Nothing but the lines from the line with "mark: the street lamp, one point per instance" through the end of the data is to be copied, and each is to be copied exactly.

==== Data entries ====

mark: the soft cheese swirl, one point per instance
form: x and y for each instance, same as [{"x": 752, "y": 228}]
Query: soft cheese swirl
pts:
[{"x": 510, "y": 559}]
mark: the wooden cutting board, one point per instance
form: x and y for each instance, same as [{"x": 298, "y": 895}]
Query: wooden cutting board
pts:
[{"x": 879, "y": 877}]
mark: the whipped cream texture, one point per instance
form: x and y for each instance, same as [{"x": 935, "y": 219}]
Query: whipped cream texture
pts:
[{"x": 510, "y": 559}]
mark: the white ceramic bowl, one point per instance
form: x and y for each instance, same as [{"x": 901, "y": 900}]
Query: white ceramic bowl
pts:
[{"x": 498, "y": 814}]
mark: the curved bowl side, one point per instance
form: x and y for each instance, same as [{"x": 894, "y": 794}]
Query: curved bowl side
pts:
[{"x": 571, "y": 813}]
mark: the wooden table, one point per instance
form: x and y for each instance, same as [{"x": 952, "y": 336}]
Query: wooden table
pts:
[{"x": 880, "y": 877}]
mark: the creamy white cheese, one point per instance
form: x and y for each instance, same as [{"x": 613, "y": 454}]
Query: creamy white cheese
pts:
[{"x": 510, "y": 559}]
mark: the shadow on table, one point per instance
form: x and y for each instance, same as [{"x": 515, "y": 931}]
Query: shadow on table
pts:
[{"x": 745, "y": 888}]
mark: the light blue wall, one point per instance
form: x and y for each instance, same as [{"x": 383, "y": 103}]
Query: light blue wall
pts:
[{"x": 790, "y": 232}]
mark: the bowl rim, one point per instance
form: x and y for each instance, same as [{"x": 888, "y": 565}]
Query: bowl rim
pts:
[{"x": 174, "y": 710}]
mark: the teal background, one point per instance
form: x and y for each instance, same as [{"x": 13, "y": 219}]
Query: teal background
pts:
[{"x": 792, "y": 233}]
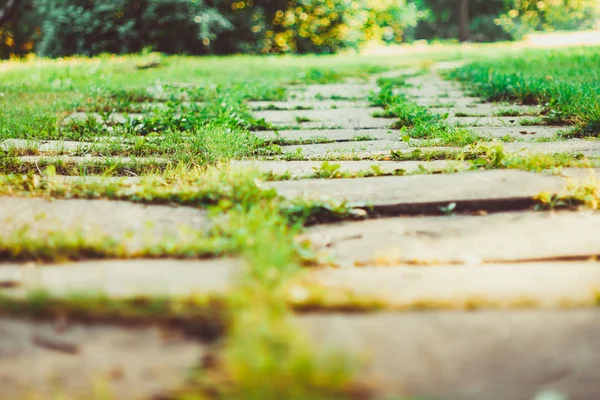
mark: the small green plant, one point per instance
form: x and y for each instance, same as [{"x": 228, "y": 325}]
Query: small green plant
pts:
[
  {"x": 302, "y": 119},
  {"x": 327, "y": 170}
]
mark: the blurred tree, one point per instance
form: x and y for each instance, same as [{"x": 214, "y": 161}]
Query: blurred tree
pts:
[
  {"x": 524, "y": 16},
  {"x": 463, "y": 20},
  {"x": 7, "y": 10}
]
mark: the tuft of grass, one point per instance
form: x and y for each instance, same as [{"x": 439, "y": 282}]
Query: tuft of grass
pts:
[{"x": 567, "y": 90}]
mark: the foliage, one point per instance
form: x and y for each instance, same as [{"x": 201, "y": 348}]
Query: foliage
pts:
[
  {"x": 441, "y": 18},
  {"x": 203, "y": 26},
  {"x": 503, "y": 19},
  {"x": 567, "y": 87}
]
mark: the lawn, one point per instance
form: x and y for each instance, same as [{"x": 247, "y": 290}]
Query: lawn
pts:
[
  {"x": 185, "y": 118},
  {"x": 565, "y": 82}
]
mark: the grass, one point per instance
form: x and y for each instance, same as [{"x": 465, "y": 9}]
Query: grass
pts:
[
  {"x": 567, "y": 89},
  {"x": 192, "y": 126},
  {"x": 418, "y": 122}
]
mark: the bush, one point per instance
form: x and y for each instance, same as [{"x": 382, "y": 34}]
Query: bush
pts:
[
  {"x": 210, "y": 26},
  {"x": 525, "y": 16},
  {"x": 123, "y": 26}
]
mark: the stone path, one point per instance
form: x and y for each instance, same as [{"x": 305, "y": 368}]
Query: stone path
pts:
[
  {"x": 498, "y": 254},
  {"x": 442, "y": 240}
]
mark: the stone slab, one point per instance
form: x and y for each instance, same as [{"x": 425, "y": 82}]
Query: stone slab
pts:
[
  {"x": 341, "y": 91},
  {"x": 588, "y": 148},
  {"x": 79, "y": 117},
  {"x": 492, "y": 355},
  {"x": 303, "y": 169},
  {"x": 325, "y": 104},
  {"x": 90, "y": 159},
  {"x": 348, "y": 118},
  {"x": 581, "y": 174},
  {"x": 338, "y": 135},
  {"x": 122, "y": 278},
  {"x": 521, "y": 133},
  {"x": 114, "y": 218},
  {"x": 112, "y": 119},
  {"x": 488, "y": 121},
  {"x": 452, "y": 286},
  {"x": 487, "y": 109},
  {"x": 45, "y": 146},
  {"x": 360, "y": 148},
  {"x": 419, "y": 193},
  {"x": 501, "y": 237},
  {"x": 460, "y": 102},
  {"x": 132, "y": 363}
]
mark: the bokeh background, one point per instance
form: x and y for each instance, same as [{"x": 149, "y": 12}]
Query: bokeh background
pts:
[{"x": 87, "y": 27}]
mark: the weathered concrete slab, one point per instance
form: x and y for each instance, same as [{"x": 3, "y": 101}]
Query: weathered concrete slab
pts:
[
  {"x": 359, "y": 148},
  {"x": 112, "y": 119},
  {"x": 325, "y": 104},
  {"x": 487, "y": 109},
  {"x": 493, "y": 355},
  {"x": 451, "y": 286},
  {"x": 78, "y": 117},
  {"x": 524, "y": 133},
  {"x": 67, "y": 159},
  {"x": 338, "y": 135},
  {"x": 45, "y": 146},
  {"x": 503, "y": 237},
  {"x": 588, "y": 148},
  {"x": 334, "y": 91},
  {"x": 488, "y": 121},
  {"x": 460, "y": 102},
  {"x": 113, "y": 218},
  {"x": 44, "y": 360},
  {"x": 581, "y": 174},
  {"x": 348, "y": 118},
  {"x": 303, "y": 169},
  {"x": 125, "y": 278},
  {"x": 500, "y": 189}
]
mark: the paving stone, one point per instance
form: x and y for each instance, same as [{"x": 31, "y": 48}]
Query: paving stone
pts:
[
  {"x": 43, "y": 359},
  {"x": 45, "y": 146},
  {"x": 77, "y": 117},
  {"x": 326, "y": 104},
  {"x": 488, "y": 121},
  {"x": 487, "y": 109},
  {"x": 91, "y": 160},
  {"x": 581, "y": 174},
  {"x": 334, "y": 91},
  {"x": 349, "y": 118},
  {"x": 120, "y": 118},
  {"x": 492, "y": 355},
  {"x": 301, "y": 169},
  {"x": 502, "y": 237},
  {"x": 122, "y": 277},
  {"x": 455, "y": 102},
  {"x": 427, "y": 193},
  {"x": 588, "y": 148},
  {"x": 395, "y": 73},
  {"x": 117, "y": 219},
  {"x": 367, "y": 147},
  {"x": 522, "y": 133},
  {"x": 338, "y": 135},
  {"x": 501, "y": 285}
]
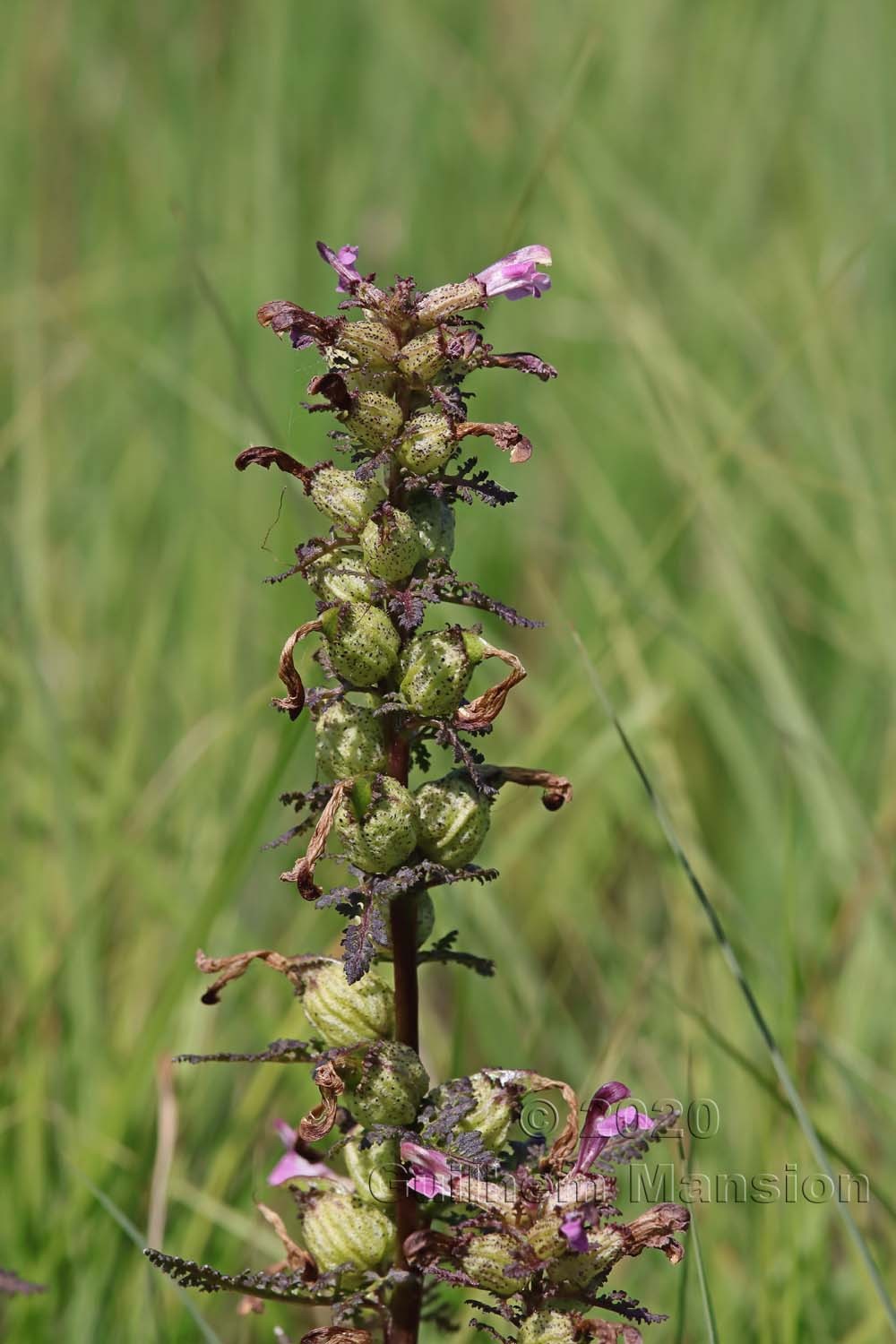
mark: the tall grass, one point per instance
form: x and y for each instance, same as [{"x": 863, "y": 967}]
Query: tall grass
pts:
[{"x": 711, "y": 507}]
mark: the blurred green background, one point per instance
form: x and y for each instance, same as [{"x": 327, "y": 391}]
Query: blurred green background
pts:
[{"x": 711, "y": 507}]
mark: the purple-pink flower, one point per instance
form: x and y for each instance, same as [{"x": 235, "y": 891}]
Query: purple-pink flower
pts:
[
  {"x": 292, "y": 1164},
  {"x": 517, "y": 274},
  {"x": 430, "y": 1171},
  {"x": 343, "y": 263},
  {"x": 599, "y": 1126},
  {"x": 573, "y": 1228}
]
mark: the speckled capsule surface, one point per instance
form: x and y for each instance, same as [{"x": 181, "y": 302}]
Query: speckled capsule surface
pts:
[
  {"x": 339, "y": 1228},
  {"x": 422, "y": 357},
  {"x": 392, "y": 546},
  {"x": 435, "y": 669},
  {"x": 344, "y": 499},
  {"x": 340, "y": 577},
  {"x": 547, "y": 1327},
  {"x": 426, "y": 444},
  {"x": 374, "y": 421},
  {"x": 362, "y": 642},
  {"x": 452, "y": 819},
  {"x": 344, "y": 1013},
  {"x": 392, "y": 1085},
  {"x": 493, "y": 1113},
  {"x": 487, "y": 1260},
  {"x": 349, "y": 739},
  {"x": 435, "y": 521},
  {"x": 370, "y": 343},
  {"x": 376, "y": 823},
  {"x": 375, "y": 1171}
]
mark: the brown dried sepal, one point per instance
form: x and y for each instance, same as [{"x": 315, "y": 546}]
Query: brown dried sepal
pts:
[
  {"x": 508, "y": 437},
  {"x": 654, "y": 1230},
  {"x": 485, "y": 709},
  {"x": 236, "y": 967},
  {"x": 303, "y": 871},
  {"x": 285, "y": 317},
  {"x": 288, "y": 672},
  {"x": 556, "y": 788},
  {"x": 269, "y": 457},
  {"x": 319, "y": 1121},
  {"x": 335, "y": 392}
]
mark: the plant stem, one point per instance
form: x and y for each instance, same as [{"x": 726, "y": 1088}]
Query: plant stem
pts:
[{"x": 408, "y": 1297}]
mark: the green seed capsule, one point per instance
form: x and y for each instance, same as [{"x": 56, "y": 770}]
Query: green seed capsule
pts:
[
  {"x": 340, "y": 1228},
  {"x": 362, "y": 642},
  {"x": 392, "y": 546},
  {"x": 374, "y": 421},
  {"x": 344, "y": 499},
  {"x": 435, "y": 669},
  {"x": 392, "y": 1086},
  {"x": 376, "y": 823},
  {"x": 346, "y": 1013},
  {"x": 375, "y": 1171},
  {"x": 349, "y": 741},
  {"x": 579, "y": 1268},
  {"x": 495, "y": 1109},
  {"x": 544, "y": 1236},
  {"x": 422, "y": 357},
  {"x": 426, "y": 443},
  {"x": 452, "y": 819},
  {"x": 340, "y": 578},
  {"x": 425, "y": 911},
  {"x": 368, "y": 343},
  {"x": 487, "y": 1260},
  {"x": 547, "y": 1327},
  {"x": 435, "y": 521}
]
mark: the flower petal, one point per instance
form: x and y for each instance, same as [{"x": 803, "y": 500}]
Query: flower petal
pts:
[
  {"x": 592, "y": 1139},
  {"x": 295, "y": 1167},
  {"x": 573, "y": 1228}
]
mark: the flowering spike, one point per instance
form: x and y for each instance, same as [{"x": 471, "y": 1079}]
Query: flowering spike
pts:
[{"x": 417, "y": 1183}]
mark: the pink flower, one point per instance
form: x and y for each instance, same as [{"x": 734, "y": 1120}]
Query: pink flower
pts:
[
  {"x": 292, "y": 1164},
  {"x": 573, "y": 1228},
  {"x": 343, "y": 263},
  {"x": 599, "y": 1126},
  {"x": 517, "y": 276},
  {"x": 430, "y": 1171}
]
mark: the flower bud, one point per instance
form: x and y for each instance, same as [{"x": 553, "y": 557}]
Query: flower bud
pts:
[
  {"x": 374, "y": 421},
  {"x": 435, "y": 521},
  {"x": 376, "y": 823},
  {"x": 487, "y": 1260},
  {"x": 392, "y": 546},
  {"x": 349, "y": 741},
  {"x": 452, "y": 819},
  {"x": 344, "y": 499},
  {"x": 340, "y": 578},
  {"x": 374, "y": 1171},
  {"x": 368, "y": 343},
  {"x": 340, "y": 1228},
  {"x": 422, "y": 357},
  {"x": 344, "y": 1013},
  {"x": 547, "y": 1327},
  {"x": 426, "y": 444},
  {"x": 362, "y": 642},
  {"x": 435, "y": 669},
  {"x": 425, "y": 911},
  {"x": 392, "y": 1083}
]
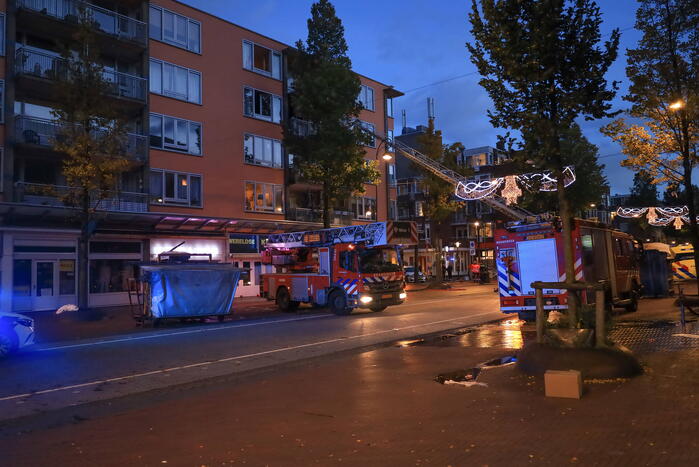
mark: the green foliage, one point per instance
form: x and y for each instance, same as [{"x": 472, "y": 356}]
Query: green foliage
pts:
[
  {"x": 325, "y": 96},
  {"x": 439, "y": 196},
  {"x": 543, "y": 67},
  {"x": 92, "y": 134}
]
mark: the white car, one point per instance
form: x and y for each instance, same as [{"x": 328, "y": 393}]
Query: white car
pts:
[{"x": 16, "y": 331}]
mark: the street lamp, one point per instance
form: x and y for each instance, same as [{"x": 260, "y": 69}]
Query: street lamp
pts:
[{"x": 677, "y": 105}]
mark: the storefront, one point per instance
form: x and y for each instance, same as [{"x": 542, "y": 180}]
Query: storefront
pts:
[{"x": 244, "y": 250}]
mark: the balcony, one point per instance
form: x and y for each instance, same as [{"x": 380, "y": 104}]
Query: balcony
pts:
[
  {"x": 37, "y": 73},
  {"x": 42, "y": 132},
  {"x": 60, "y": 16},
  {"x": 316, "y": 216},
  {"x": 51, "y": 195}
]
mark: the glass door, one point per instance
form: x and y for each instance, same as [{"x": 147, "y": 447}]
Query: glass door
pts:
[{"x": 44, "y": 293}]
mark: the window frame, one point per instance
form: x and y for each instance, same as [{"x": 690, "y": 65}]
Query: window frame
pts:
[
  {"x": 362, "y": 98},
  {"x": 174, "y": 148},
  {"x": 364, "y": 200},
  {"x": 274, "y": 187},
  {"x": 272, "y": 53},
  {"x": 262, "y": 117},
  {"x": 175, "y": 43},
  {"x": 172, "y": 95},
  {"x": 261, "y": 162},
  {"x": 178, "y": 201}
]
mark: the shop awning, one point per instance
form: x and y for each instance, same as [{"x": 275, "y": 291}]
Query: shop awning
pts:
[{"x": 34, "y": 216}]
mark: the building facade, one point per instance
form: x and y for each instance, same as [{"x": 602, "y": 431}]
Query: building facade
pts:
[{"x": 205, "y": 103}]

====

### Exercise response
mark: the street lamp, one point per instance
form: x and y for each instance, same as [{"x": 260, "y": 69}]
Query: street lamp
pts:
[{"x": 677, "y": 105}]
mark: the storefront, one point per instance
form: x and y for each instance, same as [{"x": 542, "y": 180}]
Query: storefront
pts:
[{"x": 244, "y": 250}]
mark: the balcony, one point per instance
form: x and y for each instance, same as [{"x": 380, "y": 104}]
Query: balcony
pts:
[
  {"x": 37, "y": 73},
  {"x": 42, "y": 132},
  {"x": 60, "y": 16},
  {"x": 316, "y": 216},
  {"x": 51, "y": 195}
]
mark: the glass door, one point per instance
form: x and y for each instance, same as [{"x": 147, "y": 447}]
Query: glass door
pts:
[{"x": 44, "y": 293}]
mark: the window frame, one point per instance
form: x and y for each instance, same as [{"x": 690, "y": 65}]
Query: window frame
pts:
[
  {"x": 362, "y": 98},
  {"x": 174, "y": 148},
  {"x": 364, "y": 200},
  {"x": 274, "y": 187},
  {"x": 272, "y": 53},
  {"x": 262, "y": 117},
  {"x": 175, "y": 43},
  {"x": 172, "y": 95},
  {"x": 261, "y": 162},
  {"x": 178, "y": 201}
]
mark: the shop awning, one point per instance
form: x and y for each instance, same as [{"x": 275, "y": 291}]
Query: shop awning
pts:
[{"x": 34, "y": 216}]
mark: the building facade, one point per instance
form: x and y for each instance, same as [{"x": 602, "y": 431}]
Query: building facade
pts:
[{"x": 205, "y": 103}]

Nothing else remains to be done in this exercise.